** EXERCISE DETAILS **
Retype the records below word for word and omit any image.

* * * * *

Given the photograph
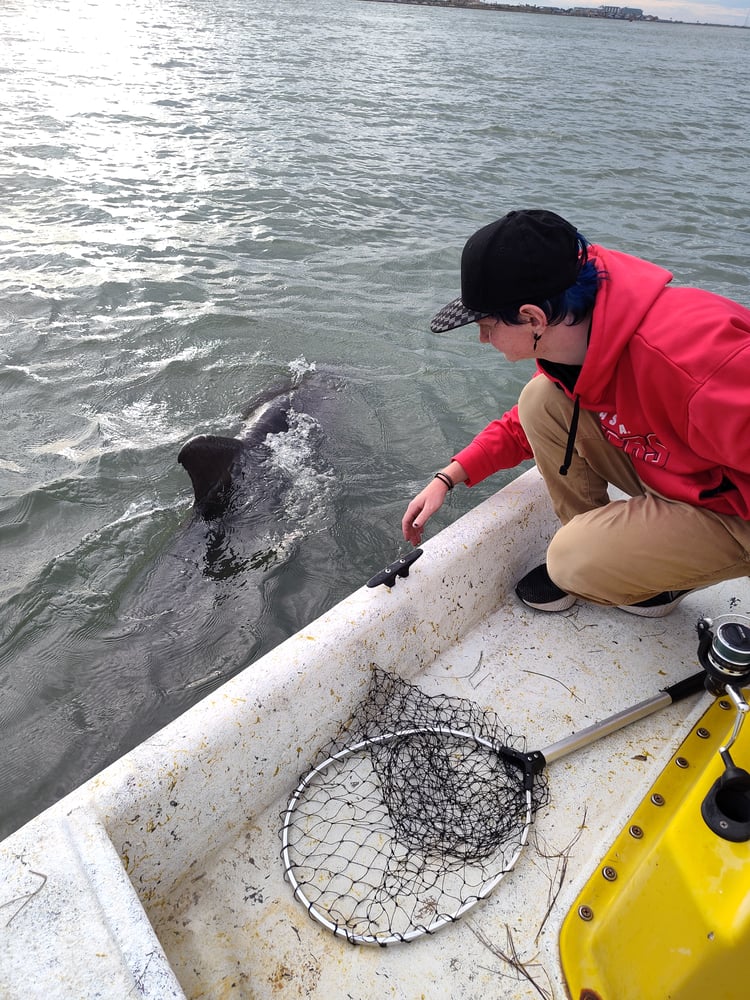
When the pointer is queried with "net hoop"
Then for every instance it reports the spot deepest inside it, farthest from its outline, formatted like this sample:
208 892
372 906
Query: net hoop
382 939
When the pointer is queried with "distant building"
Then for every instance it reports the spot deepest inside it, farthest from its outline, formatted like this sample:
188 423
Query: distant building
621 13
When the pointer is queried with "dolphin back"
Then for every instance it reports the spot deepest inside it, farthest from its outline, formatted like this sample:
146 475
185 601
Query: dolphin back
209 461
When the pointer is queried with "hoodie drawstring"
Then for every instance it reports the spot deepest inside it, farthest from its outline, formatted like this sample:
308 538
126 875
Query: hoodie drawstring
571 437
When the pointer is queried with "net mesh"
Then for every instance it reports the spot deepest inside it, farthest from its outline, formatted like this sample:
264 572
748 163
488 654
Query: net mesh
410 816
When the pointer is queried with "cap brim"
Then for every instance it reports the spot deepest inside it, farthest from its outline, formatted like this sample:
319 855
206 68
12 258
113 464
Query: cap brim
453 315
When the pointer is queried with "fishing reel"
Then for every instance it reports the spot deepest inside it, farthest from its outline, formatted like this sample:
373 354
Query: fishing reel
724 653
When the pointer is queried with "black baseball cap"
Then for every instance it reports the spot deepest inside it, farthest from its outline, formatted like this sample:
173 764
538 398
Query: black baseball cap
527 256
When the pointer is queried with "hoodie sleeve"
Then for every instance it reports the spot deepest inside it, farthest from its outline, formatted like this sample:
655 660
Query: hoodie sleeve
501 445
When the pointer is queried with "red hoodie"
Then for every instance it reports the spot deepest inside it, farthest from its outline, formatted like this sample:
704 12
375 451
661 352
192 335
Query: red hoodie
668 372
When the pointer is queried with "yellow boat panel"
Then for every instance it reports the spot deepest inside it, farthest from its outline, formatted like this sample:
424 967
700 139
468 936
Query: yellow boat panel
666 914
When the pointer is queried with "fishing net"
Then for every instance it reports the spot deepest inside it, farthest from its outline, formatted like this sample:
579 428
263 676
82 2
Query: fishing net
410 816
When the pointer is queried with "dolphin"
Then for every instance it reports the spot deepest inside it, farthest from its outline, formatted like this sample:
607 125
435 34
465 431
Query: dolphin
159 608
217 465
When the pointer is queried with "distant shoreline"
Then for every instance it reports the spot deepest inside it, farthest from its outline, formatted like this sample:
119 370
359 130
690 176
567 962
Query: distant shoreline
594 13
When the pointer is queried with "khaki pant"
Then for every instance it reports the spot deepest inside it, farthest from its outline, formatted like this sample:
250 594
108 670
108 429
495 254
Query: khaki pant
621 551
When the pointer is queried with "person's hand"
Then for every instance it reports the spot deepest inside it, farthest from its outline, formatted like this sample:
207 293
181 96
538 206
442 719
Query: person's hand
421 509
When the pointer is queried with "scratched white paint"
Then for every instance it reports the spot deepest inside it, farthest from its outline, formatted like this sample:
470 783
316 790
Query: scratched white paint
161 877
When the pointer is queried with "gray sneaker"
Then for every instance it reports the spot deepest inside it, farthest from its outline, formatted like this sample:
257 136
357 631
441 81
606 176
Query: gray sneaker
537 591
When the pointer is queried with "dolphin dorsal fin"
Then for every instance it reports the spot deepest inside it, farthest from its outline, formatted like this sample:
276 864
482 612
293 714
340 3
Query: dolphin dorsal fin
209 460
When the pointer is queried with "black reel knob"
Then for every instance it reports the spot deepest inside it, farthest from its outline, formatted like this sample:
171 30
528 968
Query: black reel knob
724 651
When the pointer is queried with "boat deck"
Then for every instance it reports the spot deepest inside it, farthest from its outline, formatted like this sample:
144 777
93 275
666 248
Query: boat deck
162 877
232 924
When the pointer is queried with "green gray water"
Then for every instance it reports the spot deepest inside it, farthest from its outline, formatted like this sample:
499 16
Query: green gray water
196 197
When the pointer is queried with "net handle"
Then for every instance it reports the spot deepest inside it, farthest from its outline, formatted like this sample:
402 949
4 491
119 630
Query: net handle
668 696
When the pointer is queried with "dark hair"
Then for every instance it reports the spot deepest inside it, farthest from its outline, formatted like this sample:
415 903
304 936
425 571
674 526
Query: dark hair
576 301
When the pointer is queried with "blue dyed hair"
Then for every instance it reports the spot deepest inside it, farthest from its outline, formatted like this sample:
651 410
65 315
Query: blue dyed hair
575 302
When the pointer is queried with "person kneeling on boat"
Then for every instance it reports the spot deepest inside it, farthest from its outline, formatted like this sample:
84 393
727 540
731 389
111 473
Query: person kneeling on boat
639 384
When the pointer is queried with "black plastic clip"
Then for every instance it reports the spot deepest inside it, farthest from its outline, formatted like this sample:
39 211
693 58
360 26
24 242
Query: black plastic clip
401 566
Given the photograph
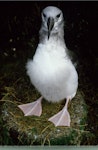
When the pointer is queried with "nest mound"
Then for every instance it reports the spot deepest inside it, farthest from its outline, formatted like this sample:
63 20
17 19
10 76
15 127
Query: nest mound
32 130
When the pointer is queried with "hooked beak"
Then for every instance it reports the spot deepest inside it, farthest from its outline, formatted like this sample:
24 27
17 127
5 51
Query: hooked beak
50 24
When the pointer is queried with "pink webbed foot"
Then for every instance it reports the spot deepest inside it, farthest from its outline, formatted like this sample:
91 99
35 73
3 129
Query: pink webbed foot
33 108
62 118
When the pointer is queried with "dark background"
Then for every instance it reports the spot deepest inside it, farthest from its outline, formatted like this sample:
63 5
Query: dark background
19 26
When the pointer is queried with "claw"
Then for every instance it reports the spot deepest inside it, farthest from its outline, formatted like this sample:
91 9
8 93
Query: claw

* * * * *

** TASK OUTPUT **
Given the photograph
When the pointer is queried with "net hoop"
Then for every instance it reports the spot deepest inside it, farthest from its outline, formatted like this sample:
208 892
372 906
Query: net hoop
382 939
When the pointer is queried with "distant building"
Then for every instance it reports the spot deepest inside it, farthest from its outline, formatted like this sample:
188 423
Query: distant building
621 13
When the pointer is queried with "dolphin back"
Then for every instance it reports the spot deepest inside it, farthest from its outline, formatted like this sample:
146 475
185 601
Query: dolphin back
209 461
When the pointer is queried with "hoodie drawstring"
Then for every instance it reports the spot deepest inside it, farthest from its outline, formatted like this sample:
308 538
126 875
Query: hoodie drawstring
571 437
When the pointer is queried with "net mesh"
Then for every instance it reports the spot deepest inside it, farthest from its outline, formatted like this sample:
264 572
748 163
488 654
Query: net mesh
410 816
When the pointer is queried with "cap brim"
Then for every instance it reports the spot deepest inside it, farthest from its outline, formatted like this sample:
319 855
206 68
12 258
113 464
Query: cap brim
453 315
When the pointer is queried with "fishing reel"
Then for every instance it reports the spot deepest inside it, farthest from its outline, formatted like this sample:
373 354
Query: fishing reel
724 653
When the pointer is queried with "black baseball cap"
Then for every instance it reports the spot deepest inside it, farthest from its outline, formatted like this sample:
173 764
538 398
Query: black baseball cap
527 256
When the pointer is queried with "hoodie sleeve"
Then for every instance it reports the spot deepest inside it, farthest from its outline, formatted like this sample:
655 660
Query: hoodie sleeve
501 445
When the pointer is queried with "red hoodie"
Then for every instance it reports the spot deepest inside it, farthest from its outline, formatted like this sample:
704 12
375 451
661 352
192 335
Query: red hoodie
668 372
When the pointer is queried with "yellow boat panel"
Then for every instance it reports the spot deepest inside it, farthest from its outline, formatted like this sample:
424 967
700 139
468 936
Query: yellow boat panel
666 914
When the pointer is queried with "fishing net"
Then for every instance it reports the spot deepest inside it, farthest from its outline, formatted like this sample:
579 428
263 676
82 2
Query: fishing net
410 816
When the pointer is queried with "dolphin"
Then for every instance it reports the spot deepest inside it, farthest from its outline, formatted like this sample:
607 125
435 34
465 431
Query: dolphin
159 608
217 465
When the pointer is queried with "distant shoreline"
Then for every instance it reports the spot deepest inside it, farthest from its outline, formatted like this sample:
119 370
359 130
690 176
567 962
Query: distant shoreline
594 13
When the pointer is queried with "khaki pant"
Then for every instance it reports the spot deepest inside it, farthest from its outline, formatted like this sample:
250 594
108 670
108 429
495 254
Query: khaki pant
621 551
When the pointer is queried with "person's hand"
Then for every instance it reports the spot deepest inside it, farthest from its outline, formatted like this sample:
207 293
181 96
538 206
442 719
Query: person's hand
421 509
When the pointer is queried with "scratched white paint"
Then for every instance it reports the spot deepest inside it, farthest from its outline, formatted like this sample:
470 783
316 790
Query: scratched white paint
161 877
When the pointer is queried with "gray sneaker"
Then for every instance it reports the spot deepest inside it, farthest from its outline, formatted like this sample:
257 136
357 631
441 81
606 176
Query: gray sneaker
537 591
When the pointer is queried with "dolphin dorsal fin"
Then for every instance it reports the spot deepest inside it, farthest from its outline, formatted like this sample:
276 864
482 612
293 714
340 3
Query: dolphin dorsal fin
209 460
When the pointer is queried with "black reel knob"
Then for every instance it reports the spot deepest inside it, farthest from its outline, formatted like this sample:
171 30
528 968
Query: black reel knob
724 651
When the pointer is queried with "boat deck"
Then for every instance it reports the spot deepest inside it, farthest from its outline, formatted like this sample:
144 777
93 275
666 248
Query: boat deck
162 877
232 924
When the pointer is queried with "green gray water"
Then for every instance it reports the spot deepest inside it, farthest from its outline, formatted like this sample:
499 16
Query: green gray water
196 197
When the pointer is queried with "net handle"
Then for every instance it reports the spot deepest inside it, farthest from its outline, formatted like this sample:
402 949
4 491
119 630
Query: net handle
668 696
When the pointer is queried with "dark hair"
Then for every instance it reports the spot deepest inside it, farthest from its outline, formatted like this sample:
415 903
304 936
425 571
674 526
Query: dark hair
576 301
When the pointer is queried with "blue dyed hair"
Then for every instance it reports the spot deepest inside it, farthest from its outline, formatted like this sample:
651 410
65 315
Query: blue dyed hair
575 302
When the pointer is queried with "person kneeling on boat"
Then for every instance it reports the spot deepest inside it, farthest from its outline, formatted like this sample:
84 393
727 540
731 389
111 473
Query: person kneeling on boat
639 384
When the pointer is queried with "black plastic clip"
Then for every instance it reports the spot deepest inside it, farthest from its outline, formatted like this sample:
39 211
693 58
360 26
24 242
Query: black plastic clip
401 566
Given the photograph
When the pointer is queried with "nest mound"
Then for every instance it reports the spot deepest inside it, farthest from its outline, formatted like this sample:
63 20
17 19
10 76
15 127
Query: nest mound
32 130
When the pointer is queried with "hooked beak"
Then for every instance it reports the spot deepest inside it, farthest from its outline, formatted like this sample:
24 27
17 127
5 51
Query: hooked beak
50 24
When the pointer is queried with "pink webbed foot"
Then for every instance it reports the spot deepest inside it, farthest from its outline, formatted like this sample:
91 99
35 73
3 129
Query: pink webbed foot
33 108
62 118
When the pointer is queried with "dark background"
Then for every instance it reports the spot deepest inside it, farthest from its outline, formatted like this sample:
63 5
Query: dark background
19 26
When the pointer is queried with "claw"
Then for every instance it reports the spot deepest inside it, farthest from its outline, formatted like this sample:
91 9
8 93
Query: claw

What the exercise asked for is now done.